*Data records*
————
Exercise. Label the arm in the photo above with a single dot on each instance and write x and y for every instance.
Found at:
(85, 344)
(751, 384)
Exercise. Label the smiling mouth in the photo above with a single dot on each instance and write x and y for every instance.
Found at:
————
*About this exercise*
Every record must be returned exactly.

*Exercise output*
Exercise. Label the arm in the photo above with a single dot on each instance and write x and y for every instance.
Found at:
(85, 344)
(751, 384)
Exercise. Label the smiling mouth in the photo above with a single dot on each instance and write x and y for every instance.
Found at:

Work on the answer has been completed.